> THE REQUEST: Copy the records below from the line containing "the clock hand;" through the end of the records, reproducing every line. Add 149 to each pin coordinate and leave all other numbers unchanged.
####
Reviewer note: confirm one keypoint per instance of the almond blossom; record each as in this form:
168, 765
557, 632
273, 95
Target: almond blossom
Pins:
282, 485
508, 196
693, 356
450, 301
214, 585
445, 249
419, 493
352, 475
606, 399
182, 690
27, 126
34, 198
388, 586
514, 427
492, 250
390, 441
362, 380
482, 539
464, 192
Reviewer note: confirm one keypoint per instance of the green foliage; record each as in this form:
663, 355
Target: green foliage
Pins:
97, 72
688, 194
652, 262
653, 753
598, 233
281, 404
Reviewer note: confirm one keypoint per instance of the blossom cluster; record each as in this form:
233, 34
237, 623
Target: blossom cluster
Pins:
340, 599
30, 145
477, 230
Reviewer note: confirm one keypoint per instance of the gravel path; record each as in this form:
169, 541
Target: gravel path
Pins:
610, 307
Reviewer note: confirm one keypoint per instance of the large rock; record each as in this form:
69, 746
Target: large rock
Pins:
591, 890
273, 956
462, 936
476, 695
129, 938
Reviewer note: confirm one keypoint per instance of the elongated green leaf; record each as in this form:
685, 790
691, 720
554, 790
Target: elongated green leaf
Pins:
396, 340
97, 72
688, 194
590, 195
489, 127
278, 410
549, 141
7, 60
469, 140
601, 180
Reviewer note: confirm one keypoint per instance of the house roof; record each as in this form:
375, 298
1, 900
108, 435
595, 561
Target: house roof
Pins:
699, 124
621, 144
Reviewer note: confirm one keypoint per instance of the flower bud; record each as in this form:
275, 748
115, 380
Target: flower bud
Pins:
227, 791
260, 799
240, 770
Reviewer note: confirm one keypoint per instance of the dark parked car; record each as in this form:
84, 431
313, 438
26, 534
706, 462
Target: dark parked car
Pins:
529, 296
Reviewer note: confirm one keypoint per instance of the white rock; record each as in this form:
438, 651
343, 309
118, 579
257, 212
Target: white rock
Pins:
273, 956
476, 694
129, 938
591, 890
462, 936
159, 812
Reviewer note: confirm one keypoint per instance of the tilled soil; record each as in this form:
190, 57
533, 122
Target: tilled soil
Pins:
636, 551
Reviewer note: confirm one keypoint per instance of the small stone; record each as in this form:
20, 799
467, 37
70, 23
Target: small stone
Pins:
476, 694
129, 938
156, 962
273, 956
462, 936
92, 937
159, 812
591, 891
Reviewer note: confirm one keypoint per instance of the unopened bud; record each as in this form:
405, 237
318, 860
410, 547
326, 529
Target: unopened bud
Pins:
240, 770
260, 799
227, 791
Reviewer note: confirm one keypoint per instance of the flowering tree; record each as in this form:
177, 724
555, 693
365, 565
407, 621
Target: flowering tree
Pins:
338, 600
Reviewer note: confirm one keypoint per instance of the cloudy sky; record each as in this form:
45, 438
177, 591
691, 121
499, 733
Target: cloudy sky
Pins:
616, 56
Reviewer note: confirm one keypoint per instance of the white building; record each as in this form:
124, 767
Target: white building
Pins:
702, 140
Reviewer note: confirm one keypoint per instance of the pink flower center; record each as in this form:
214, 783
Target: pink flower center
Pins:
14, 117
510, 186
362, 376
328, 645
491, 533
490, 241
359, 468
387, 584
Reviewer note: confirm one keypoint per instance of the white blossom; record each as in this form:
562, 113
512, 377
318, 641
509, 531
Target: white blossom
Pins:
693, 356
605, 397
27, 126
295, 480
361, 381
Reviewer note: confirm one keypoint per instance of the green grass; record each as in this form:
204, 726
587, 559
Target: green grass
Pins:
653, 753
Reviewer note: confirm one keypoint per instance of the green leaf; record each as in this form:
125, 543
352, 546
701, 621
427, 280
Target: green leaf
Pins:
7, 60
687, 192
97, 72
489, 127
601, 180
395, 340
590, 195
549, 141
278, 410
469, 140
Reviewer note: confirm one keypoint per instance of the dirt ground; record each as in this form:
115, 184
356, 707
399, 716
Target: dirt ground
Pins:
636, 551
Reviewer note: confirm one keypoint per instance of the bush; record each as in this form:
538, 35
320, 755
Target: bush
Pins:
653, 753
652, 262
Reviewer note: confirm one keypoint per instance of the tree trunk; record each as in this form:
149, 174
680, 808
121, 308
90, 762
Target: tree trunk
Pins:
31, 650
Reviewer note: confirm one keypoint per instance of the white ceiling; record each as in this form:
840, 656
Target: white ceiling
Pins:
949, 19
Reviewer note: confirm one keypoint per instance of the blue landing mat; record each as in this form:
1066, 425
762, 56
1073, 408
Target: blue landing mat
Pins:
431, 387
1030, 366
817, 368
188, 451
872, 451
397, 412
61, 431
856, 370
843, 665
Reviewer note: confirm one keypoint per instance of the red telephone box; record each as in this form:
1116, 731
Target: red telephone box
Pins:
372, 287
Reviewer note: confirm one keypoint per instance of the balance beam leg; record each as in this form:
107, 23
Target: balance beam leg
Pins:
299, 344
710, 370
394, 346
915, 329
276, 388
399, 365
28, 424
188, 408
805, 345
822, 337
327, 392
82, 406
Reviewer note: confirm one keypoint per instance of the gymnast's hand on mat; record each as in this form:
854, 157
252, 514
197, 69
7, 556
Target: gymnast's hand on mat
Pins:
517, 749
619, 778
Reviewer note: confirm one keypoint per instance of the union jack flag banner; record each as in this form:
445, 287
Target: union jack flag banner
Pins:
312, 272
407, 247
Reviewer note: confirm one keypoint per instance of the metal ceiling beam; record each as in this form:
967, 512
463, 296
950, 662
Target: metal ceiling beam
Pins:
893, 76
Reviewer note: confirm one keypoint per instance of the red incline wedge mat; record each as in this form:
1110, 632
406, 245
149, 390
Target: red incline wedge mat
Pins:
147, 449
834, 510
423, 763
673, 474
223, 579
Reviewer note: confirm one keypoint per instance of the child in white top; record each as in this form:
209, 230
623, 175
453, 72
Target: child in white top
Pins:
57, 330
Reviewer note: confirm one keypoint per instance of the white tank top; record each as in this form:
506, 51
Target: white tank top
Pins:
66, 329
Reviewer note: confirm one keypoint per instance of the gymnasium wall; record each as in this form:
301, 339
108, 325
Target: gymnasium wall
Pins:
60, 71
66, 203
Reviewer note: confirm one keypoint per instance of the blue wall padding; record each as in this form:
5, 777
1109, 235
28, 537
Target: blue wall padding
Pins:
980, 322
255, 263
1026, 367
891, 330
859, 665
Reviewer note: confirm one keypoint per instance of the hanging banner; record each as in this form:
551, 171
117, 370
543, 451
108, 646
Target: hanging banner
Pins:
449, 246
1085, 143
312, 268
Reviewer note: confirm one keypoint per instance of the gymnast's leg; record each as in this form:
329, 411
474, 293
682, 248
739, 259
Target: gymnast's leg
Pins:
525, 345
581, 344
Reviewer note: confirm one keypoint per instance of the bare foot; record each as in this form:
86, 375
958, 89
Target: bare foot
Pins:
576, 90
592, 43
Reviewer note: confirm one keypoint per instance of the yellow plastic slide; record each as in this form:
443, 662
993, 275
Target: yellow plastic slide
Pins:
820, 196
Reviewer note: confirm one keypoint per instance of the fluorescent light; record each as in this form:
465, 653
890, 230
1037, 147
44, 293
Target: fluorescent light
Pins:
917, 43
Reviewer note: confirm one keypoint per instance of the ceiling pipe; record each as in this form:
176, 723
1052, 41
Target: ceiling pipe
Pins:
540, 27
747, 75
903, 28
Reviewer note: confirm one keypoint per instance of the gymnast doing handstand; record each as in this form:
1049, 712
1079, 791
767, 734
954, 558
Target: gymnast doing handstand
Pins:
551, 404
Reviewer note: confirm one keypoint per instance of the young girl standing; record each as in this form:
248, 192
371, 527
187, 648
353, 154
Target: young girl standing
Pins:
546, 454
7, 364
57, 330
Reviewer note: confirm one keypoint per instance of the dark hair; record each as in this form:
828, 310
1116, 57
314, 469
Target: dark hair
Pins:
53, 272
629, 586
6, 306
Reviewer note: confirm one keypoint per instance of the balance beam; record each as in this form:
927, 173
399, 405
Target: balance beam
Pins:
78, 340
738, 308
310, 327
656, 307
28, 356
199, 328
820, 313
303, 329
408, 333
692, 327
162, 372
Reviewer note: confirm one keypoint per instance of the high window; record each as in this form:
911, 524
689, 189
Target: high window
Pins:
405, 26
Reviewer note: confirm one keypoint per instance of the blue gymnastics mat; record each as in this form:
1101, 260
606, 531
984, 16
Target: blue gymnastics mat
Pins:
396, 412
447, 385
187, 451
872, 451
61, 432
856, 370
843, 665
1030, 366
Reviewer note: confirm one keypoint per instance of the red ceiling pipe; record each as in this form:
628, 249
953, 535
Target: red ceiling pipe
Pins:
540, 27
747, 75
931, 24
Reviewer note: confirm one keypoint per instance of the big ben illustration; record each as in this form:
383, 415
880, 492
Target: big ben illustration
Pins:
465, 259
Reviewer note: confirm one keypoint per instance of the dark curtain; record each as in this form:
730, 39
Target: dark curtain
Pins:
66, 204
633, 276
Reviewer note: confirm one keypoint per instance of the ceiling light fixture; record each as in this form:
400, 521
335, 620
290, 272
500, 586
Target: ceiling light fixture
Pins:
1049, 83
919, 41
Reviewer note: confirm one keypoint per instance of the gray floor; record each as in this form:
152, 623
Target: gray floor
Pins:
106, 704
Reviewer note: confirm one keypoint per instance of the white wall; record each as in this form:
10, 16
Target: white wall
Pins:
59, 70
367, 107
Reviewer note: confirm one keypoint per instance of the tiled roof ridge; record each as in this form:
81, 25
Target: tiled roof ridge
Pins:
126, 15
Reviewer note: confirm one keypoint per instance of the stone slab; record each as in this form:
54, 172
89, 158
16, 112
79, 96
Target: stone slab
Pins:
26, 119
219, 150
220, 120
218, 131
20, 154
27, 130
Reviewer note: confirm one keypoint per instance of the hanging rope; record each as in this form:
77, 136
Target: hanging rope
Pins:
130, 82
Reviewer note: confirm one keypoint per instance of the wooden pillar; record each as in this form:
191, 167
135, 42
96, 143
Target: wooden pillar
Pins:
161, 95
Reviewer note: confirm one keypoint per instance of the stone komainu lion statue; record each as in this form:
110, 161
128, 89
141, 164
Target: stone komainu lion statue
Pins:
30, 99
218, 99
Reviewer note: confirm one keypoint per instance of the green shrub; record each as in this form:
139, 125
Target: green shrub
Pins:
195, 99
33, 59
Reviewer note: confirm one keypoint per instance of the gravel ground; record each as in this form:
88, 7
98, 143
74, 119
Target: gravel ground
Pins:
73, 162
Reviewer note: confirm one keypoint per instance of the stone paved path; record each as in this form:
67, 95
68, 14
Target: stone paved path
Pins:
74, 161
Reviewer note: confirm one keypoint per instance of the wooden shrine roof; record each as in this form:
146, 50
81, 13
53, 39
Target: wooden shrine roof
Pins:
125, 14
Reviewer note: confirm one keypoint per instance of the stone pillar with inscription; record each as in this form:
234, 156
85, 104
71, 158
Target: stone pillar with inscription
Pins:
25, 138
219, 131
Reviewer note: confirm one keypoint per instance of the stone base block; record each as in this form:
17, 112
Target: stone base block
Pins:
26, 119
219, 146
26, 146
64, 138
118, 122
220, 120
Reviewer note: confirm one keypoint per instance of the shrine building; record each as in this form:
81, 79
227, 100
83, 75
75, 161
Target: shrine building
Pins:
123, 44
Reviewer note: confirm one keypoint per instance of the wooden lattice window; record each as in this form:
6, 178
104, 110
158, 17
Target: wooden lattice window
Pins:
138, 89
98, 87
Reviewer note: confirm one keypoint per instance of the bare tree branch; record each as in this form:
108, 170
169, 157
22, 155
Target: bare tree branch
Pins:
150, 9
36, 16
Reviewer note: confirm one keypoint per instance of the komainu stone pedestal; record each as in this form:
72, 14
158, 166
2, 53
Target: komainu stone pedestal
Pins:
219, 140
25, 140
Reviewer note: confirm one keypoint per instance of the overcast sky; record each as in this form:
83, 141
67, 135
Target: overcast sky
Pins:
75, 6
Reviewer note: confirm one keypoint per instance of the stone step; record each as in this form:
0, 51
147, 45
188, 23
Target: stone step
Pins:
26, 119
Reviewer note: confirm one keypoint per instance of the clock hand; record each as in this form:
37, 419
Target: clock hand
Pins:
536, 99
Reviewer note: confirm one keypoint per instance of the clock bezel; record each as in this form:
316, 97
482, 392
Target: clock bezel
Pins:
####
> SOLVED PROBLEM:
Reviewer note: confirm one keypoint per instance of the clock hand; record each as in this form:
37, 419
Target: clock hand
Pins:
685, 248
Reviewer note: confirm one keypoint per instance of the clock bezel; record each as in this form:
316, 97
482, 392
Target: clock bezel
Pins:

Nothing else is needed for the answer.